======== Texte à lire

ARTICLE III. — le jugement qui vient d'un soupçon est-il illicite (2)?


Objections: 1. Il semble que le jugement qui provient d'un soupçon ne soit pas illicite. Car un soupçon paraît être une opinion incertaine au sujet d'une chose mauvaise. D'où Aristote dit (Eth. lib. vi, cap. 3) que le soupçon se rapporte au vrai et au faux. Or, à l'égard des choses contingentes, on ne peut avoir qu'une opinion incertaine. Par conséquent, puisque le jugement humain se rapporte à des actes humains qui consistent dans des choses particulières et contingentes, il semble qu'il ne serait jamais permis de juger, si on ne pouvait le faire d'après un soupçon.

2. Par un jugement illicite on fait injure au prochain. Or, le mauvais soupçon ne consiste que dans l'opinion d'un homme, et par conséquent il ne paraît pas faire injure à autrui. Le jugement soupçonneux n'est donc pas défendu.

3. S'il est illicite, il faut qu'il soit une chose injuste, parce que le jugement est un acte de justice, comme nous l'avons dit (art. 1 huj. quaest.). Or, l'injustice est toujours dans son genre un péché mortel, comme nous l'avons vu (quest. lix, art. i). Le jugement de suspicion serait donc toujours un péché mortel, s'il était illicite. Mais il n'en est pas ainsi, parce que nous ne pouvons éviter les soupçons, comme le dit la glose de saint Augustin (Ord. tract, xc in ) à l'occasion de ces paroles de saint Paul (1Co 4) : Ne jugez pas avant le temps. Le jugement soupçonneux ne paraît donc pas être illicite.

En sens contraire Mais c'est le contraire. Saint Chrysostome, à l'occasion de ces paroles de l'Evangile (Mt 7): Nolite judicare, dit (alius auctor Hom. xvii in op. imperf.) que par ce précepte le Seigneur ne nous défend pas de reprendre les autres chrétiens par bienveillance, mais il nous défend de faire jactance de nos vertus et de mépriser les autres en les haïssant et en les condamnant sur de simples soupçons.

CONCLUSION. — C'est un péché mortel que de juger et de condamner les autres sur de simples soupçons; c'est une chose légère que de commencer à douter de la probité d'un autre d'après de légers indices ; mais le sentiment de celui qui juge les autres sur des preuves légères s'aggrave en raison de la gravité de la matière qui en fait l'objet.

================

- [Consigne A]
Mettez à jour les entrées en remplaçant "gold vase" par "golden vase", sans rien modifier d'autre. Commencez à la ligne qui contient "ground and record the pixel coordinates.", arrêtez-vous après la dernière entrée et ne redonnez que ces lignes.

======== Données de l'exercice

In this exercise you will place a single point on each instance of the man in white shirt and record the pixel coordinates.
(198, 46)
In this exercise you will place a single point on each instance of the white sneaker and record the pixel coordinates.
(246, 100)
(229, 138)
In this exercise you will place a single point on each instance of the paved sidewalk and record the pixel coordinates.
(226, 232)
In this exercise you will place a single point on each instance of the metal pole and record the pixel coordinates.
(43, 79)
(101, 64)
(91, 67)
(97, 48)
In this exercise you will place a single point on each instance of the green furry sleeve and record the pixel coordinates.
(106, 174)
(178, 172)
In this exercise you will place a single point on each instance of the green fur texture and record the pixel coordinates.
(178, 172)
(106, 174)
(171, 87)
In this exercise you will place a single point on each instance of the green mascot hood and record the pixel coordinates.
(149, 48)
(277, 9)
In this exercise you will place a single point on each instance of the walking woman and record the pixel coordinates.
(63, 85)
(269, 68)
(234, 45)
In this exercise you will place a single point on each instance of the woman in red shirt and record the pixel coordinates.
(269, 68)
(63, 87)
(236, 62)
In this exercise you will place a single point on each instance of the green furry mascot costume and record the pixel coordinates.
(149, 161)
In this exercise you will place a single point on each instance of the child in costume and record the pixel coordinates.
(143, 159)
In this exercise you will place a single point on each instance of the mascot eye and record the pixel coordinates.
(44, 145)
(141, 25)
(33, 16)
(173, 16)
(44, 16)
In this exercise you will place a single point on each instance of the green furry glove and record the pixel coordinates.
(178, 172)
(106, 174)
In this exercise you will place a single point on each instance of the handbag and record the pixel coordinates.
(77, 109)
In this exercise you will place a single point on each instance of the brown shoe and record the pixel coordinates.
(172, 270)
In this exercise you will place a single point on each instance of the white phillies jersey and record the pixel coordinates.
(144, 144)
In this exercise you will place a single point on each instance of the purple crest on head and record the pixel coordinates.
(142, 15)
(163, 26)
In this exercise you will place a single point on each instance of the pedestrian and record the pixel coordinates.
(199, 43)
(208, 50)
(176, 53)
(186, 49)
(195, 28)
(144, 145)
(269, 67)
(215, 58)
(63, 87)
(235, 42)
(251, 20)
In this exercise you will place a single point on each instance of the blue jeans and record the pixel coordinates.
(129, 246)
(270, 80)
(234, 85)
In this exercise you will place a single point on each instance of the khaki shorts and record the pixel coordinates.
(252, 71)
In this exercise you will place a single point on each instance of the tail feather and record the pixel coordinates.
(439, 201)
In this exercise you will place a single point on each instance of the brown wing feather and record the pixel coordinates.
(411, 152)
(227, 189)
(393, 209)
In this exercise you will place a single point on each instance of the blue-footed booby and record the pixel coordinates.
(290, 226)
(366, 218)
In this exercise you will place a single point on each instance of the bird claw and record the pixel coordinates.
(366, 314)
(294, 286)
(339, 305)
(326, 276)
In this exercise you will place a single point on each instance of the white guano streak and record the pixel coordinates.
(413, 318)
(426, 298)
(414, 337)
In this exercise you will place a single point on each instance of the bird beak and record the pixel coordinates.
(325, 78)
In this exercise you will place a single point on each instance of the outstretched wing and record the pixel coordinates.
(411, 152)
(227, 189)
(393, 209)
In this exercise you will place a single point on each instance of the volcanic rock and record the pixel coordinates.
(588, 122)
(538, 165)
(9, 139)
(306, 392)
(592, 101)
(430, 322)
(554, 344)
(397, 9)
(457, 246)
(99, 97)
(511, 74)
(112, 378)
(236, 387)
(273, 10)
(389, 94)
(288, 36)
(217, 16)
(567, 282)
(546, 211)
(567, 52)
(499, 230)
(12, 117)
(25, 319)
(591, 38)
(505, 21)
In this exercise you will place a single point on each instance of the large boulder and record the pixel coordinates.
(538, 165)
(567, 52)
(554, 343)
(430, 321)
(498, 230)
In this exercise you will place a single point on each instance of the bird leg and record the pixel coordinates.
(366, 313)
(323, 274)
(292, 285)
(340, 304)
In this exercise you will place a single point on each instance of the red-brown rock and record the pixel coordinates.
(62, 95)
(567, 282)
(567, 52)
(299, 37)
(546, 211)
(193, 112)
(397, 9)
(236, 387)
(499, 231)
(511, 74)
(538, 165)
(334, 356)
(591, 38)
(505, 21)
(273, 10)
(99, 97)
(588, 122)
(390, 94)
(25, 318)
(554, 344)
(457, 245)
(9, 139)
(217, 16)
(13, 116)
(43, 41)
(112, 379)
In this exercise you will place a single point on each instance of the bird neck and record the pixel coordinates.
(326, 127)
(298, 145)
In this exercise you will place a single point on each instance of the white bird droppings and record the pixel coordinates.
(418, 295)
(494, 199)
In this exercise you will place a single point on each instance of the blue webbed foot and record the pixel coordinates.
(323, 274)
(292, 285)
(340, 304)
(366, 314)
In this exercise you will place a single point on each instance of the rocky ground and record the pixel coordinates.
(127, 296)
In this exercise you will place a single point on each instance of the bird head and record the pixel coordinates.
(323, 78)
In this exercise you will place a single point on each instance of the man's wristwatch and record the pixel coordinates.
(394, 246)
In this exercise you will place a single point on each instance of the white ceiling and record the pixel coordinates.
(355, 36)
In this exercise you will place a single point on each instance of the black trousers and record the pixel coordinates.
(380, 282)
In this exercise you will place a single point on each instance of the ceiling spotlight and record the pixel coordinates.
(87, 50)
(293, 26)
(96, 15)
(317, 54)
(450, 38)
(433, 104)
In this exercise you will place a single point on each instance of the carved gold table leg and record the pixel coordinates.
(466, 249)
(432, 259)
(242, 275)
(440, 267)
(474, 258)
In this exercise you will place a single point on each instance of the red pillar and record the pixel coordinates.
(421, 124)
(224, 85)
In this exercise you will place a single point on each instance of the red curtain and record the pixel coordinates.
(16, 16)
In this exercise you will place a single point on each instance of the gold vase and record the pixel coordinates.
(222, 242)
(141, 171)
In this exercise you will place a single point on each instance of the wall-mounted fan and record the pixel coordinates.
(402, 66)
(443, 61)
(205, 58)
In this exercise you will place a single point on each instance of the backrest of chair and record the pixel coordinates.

================

- [Consigne B]
Imprimez le passage du texte sur le jugement fondé sur un soupçon en commençant aux mots "3. S'il est" et en vous arrêtant après les mots "pas être illicite.".

- [Corrigé A]
In this exercise you will place a single point on each instance of the rocky ground and record the pixel coordinates.
(127, 296)
In this exercise you will place a single point on each instance of the bird head and record the pixel coordinates.
(323, 78)
In this exercise you will place a single point on each instance of the man's wristwatch and record the pixel coordinates.
(394, 246)
In this exercise you will place a single point on each instance of the white ceiling and record the pixel coordinates.
(355, 36)
In this exercise you will place a single point on each instance of the black trousers and record the pixel coordinates.
(380, 282)
In this exercise you will place a single point on each instance of the ceiling spotlight and record the pixel coordinates.
(87, 50)
(293, 26)
(96, 15)
(317, 54)
(450, 38)
(433, 104)
In this exercise you will place a single point on each instance of the carved gold table leg and record the pixel coordinates.
(466, 249)
(432, 259)
(242, 275)
(440, 267)
(474, 258)
In this exercise you will place a single point on each instance of the red pillar and record the pixel coordinates.
(421, 124)
(224, 85)
In this exercise you will place a single point on each instance of the red curtain and record the pixel coordinates.
(16, 16)
In this exercise you will place a single point on each instance of the golden vase and record the pixel coordinates.
(222, 242)
(141, 171)
In this exercise you will place a single point on each instance of the wall-mounted fan and record the pixel coordinates.
(402, 66)
(443, 61)
(205, 58)
In this exercise you will place a single point on each instance of the backrest of chair and record the pixel coordinates.

- [Corrigé B]
3. S'il est illicite, il faut qu'il soit une chose injuste, parce que le jugement est un acte de justice, comme nous l'avons dit (art. 1 huj. quaest.). Or, l'injustice est toujours dans son genre un péché mortel, comme nous l'avons vu (quest. lix, art. i). Le jugement de suspicion serait donc toujours un péché mortel, s'il était illicite. Mais il n'en est pas ainsi, parce que nous ne pouvons éviter les soupçons, comme le dit la glose de saint Augustin (Ord. tract, xc in ) à l'occasion de ces paroles de saint Paul (1Co 4) : Ne jugez pas avant le temps. Le jugement soupçonneux ne paraît donc pas être illicite.